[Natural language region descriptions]

===============

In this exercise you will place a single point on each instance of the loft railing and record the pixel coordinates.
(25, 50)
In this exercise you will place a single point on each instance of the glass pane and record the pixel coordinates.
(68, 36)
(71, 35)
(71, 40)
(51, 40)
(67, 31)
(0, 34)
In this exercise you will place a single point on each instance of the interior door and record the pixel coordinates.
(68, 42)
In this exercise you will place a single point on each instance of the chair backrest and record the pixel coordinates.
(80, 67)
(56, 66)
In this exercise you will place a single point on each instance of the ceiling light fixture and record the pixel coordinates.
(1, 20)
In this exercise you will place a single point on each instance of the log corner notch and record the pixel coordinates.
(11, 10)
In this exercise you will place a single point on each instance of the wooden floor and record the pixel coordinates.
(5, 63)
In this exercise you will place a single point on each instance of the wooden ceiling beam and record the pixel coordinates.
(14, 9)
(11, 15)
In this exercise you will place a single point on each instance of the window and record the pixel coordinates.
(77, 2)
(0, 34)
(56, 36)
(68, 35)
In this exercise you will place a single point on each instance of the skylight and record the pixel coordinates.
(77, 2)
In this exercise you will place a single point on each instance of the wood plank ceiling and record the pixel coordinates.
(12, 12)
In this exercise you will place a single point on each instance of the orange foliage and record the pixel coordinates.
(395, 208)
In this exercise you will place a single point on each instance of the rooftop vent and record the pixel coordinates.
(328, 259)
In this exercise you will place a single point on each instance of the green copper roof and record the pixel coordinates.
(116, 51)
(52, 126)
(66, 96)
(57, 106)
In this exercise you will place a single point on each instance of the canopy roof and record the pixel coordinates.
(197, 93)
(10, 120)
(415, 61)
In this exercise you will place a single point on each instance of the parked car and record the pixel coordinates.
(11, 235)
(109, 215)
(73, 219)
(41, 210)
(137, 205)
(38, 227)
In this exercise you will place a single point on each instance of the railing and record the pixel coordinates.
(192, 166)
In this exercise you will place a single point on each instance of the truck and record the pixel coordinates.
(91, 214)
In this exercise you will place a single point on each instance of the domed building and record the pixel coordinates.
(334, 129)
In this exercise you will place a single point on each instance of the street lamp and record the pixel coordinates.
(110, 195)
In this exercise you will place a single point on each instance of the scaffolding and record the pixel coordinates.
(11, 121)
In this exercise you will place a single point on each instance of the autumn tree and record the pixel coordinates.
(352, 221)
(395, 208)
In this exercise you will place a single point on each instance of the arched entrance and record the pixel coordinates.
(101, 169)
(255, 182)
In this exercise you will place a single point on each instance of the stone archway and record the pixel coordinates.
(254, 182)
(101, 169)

===============

> **What you need to do**
From the line containing "archway and record the pixel coordinates." down to the final line of the data, write out every line exactly; both the first and last of these belong in your answer, and nothing else does.

> **Answer space**
In this exercise you will place a single point on each instance of the stone archway and record the pixel coordinates.
(254, 182)
(101, 169)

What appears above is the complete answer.